SHORT TASK A
Summarize the passage on wellbore burst disks in two sentences.
SHORT TASK B
Pick up the passage on wellbore burst disks after its last sentence and continue it.

Other related material may be found in at least U.S. Pat. Nos. 3,637,020; 4,949,788; 5,005,649; 5,145,005; 5,156,207; 5,320,178; 5,355,956; 5,392,862; 5,950,733; 6,173,795; 6,189,618; U.S. Patent App. Pub. No. 2003/0070809; U.S. Patent App. Pub. No. 2003/0075324; and Intl. Appl. Pub. No. WO 03/056131. Further, additional information may also be found in Economides et al., Reservoir Simulation, Second Edition, 15-1 to 17-12 (1989); Dees et al., “Horizontal Well Stimulations Results in the Austin Chalk Formation, Pearsall Field, Tex.”, SPE 20683 (1990); Nelson et al., “Multiple Pad-Acid Fracs in a Deep Horizontal Well”, SPE 39943 (1998); Krawletz et al., “Horizontal Well Acidizing of a Carbonate Formation: A Case History of Lisburne Treatments Prudhoe Bay, Ala.”, SPE Production & Facilities 238-243 (1996).

In one embodiment, a wellbore apparatus is disclosed. The wellbore apparatus comprises a three-dimensional tubular element capable of fluid flow in a wellbore and a at least one burst disk with a pre-determined pressure rating positioned at a desired location on the tubular wherein the burst disk ruptures at the pre-determined pressure at the desired location on the tubular in the wellbore.

In a second embodiment a method for treating a subterranean section surrounding a wellbore with a fluid comprising is disclosed. The method comprises a) providing a tubular member capable of fluid flow in a wellbore with at least one burst disk with a predetermined pressure rating, b) increasing the pressure inside the tubular member until at least one burst disk ruptures at the predetermined pressure, c) treating the subterranean section surrounding the ruptured burst disk with a fluid by flowing the fluid through the ruptured burst disk.

DATA

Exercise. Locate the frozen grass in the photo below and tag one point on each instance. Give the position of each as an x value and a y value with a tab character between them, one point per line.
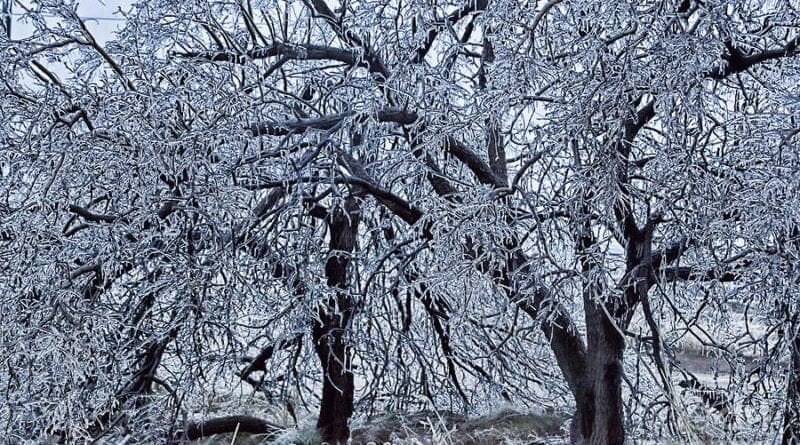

FINAL RESULT A
The passage first lists U.S. patents, patent application publications, an international application, and technical papers on reservoir simulation and horizontal well stimulation and acidizing where related material may be found. It then discloses a wellbore apparatus, a tubular with at least one burst disk that ruptures at a predetermined pressure, and a method of treating the surrounding subterranean section by raising the pressure inside the tubular until a disk ruptures and flowing fluid through it.

FINAL RESULT B
A third embodiment is disclosed and is similar to the second embodiment but further comprises a) sealing at least one ruptured burst disk with a ball sealer, b) increasing the pressure inside the tubular to rupture a second burst after at least one ruptured burst disk is sealed, c) treating the subterranean section surrounding the second ruptured burst disk with a fluid by sending the fluid through the ruptured burst disk, and d) repeating steps (a) through (c) until all desired subterranean intervals have been treated with a fluid.

A fourth embodiment is disclosed and is similar to the first embodiment. In this embodiment, a wellbore apparatus is described that includes a) a three-dimensional tubular element capable of fluid flow in a wellbore; b) a first set of openings and a second set of openings within the three-dimensional tubular element; c) at least one burst disk with a pressure rating positioned at a location within the three-dimensional tubular element between the first set of openings and the second set of openings, wherein the at least one burst disk is adapted to rupture at the pressure during well treatment at the location on the three-dimensional tubular element in the wellbore.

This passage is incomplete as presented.